__Provided text__.
Lots of used SCM around, they have a very good reputation. Felder and Hammer (hammer is a company inside the Felder group) they are between the hobby and profi segment. I think SCM and Griggio (italians) are a little above them, i have a paoloni shaper (italian also) and its a good machine (above hobby quality) but all those brand are not in the same league with a Altendorf, Martin or Steinemann Sanders from Switzerland (there are more brands), those are just top quality machines for full time professional applications.
For most of us here on the forum who are hobby and part time woodworker a grizzly, jet, powermatic, ... will be sufficient and affordable.

My little brother works (as employee) in a furniture and kitchen woodworking company in Switzerland, they have 12 employees. they changed the widebelt sander with a new topnotch one, 50" wide with i think 2 belts sander with the newest technology. I asked him how much 70-100k ???  He told me, you way of:  350k  :o :o,    CNC machine for over a million, sliding table saw 80k, planer 40k, thats just a whole other level.

That Martin stuff is nice, but as far as the basic function of a machine, they are not a necessity. I have friends that have them because they are in a unique position in very affluent areas and can afford them, but when it comes down to what a machine is for you can get the same results with less convenience for a lot less. We were talking planers, so lets look at that. The Martin is about $40K, the SCMI with the exact same head is about $18K. there is no difference between the finishes, both come out exactly the dimension that was input, and both are ready for final sanding grits right out of the machine. Both are available with keypad input, and the SCMI is availabe with a simpler mechanical readout, which is the one I have. Mine has been spot on since I bought it, and for me I prefer the simpler control system. I can fix the one I have if it goes down, I can not fix a computerized model.

__Given task 1__. Reproduce the part of the forum post on woodworking machines starting at "Lots of used" and ending at "time professional applications.".
The rows that come next are unrelated to the forum post on woodworking machines.

Stored dataset rows
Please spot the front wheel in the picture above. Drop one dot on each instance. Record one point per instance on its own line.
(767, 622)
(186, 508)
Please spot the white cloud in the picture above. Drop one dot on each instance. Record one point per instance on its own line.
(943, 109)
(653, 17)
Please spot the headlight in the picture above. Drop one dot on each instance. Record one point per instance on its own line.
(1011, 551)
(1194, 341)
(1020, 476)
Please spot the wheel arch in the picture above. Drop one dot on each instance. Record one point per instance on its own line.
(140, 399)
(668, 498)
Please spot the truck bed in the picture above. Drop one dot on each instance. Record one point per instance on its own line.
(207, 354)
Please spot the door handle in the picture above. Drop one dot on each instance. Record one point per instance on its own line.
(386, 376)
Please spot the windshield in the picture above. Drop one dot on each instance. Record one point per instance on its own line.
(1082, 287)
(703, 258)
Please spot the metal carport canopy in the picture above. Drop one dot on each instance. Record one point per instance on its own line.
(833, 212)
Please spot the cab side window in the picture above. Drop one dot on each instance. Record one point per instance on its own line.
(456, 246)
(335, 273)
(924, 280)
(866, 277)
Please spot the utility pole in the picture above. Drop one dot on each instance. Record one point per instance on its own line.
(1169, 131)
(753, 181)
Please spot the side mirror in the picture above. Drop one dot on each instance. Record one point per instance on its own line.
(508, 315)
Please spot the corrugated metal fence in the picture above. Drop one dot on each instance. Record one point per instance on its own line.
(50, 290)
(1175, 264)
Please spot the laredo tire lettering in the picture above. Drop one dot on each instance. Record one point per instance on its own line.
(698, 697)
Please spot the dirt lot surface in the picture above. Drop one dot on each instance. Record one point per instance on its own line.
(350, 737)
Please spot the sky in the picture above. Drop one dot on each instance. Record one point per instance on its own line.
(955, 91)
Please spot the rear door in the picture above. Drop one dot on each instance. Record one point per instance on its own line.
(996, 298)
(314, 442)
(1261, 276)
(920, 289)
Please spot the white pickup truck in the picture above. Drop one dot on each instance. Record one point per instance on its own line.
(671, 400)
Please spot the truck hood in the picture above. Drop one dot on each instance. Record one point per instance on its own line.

__Given task 2__. Transcribe the stored dataset rows starting at the row that contains "Please spot the rear" and ending at the last of the rows.

__Reply 1__.
Lots of used SCM around, they have a very good reputation. Felder and Hammer (hammer is a company inside the Felder group) they are between the hobby and profi segment. I think SCM and Griggio (italians) are a little above them, i have a paoloni shaper (italian also) and its a good machine (above hobby quality) but all those brand are not in the same league with a Altendorf, Martin or Steinemann Sanders from Switzerland (there are more brands), those are just top quality machines for full time professional applications.

__Reply 2__.
Please spot the rear door in the picture above. Drop one dot on each instance. Record one point per instance on its own line.
(996, 298)
(314, 442)
(1261, 276)
(920, 289)
Please spot the white pickup truck in the picture above. Drop one dot on each instance. Record one point per instance on its own line.
(671, 400)
Please spot the truck hood in the picture above. Drop one dot on each instance. Record one point per instance on its own line.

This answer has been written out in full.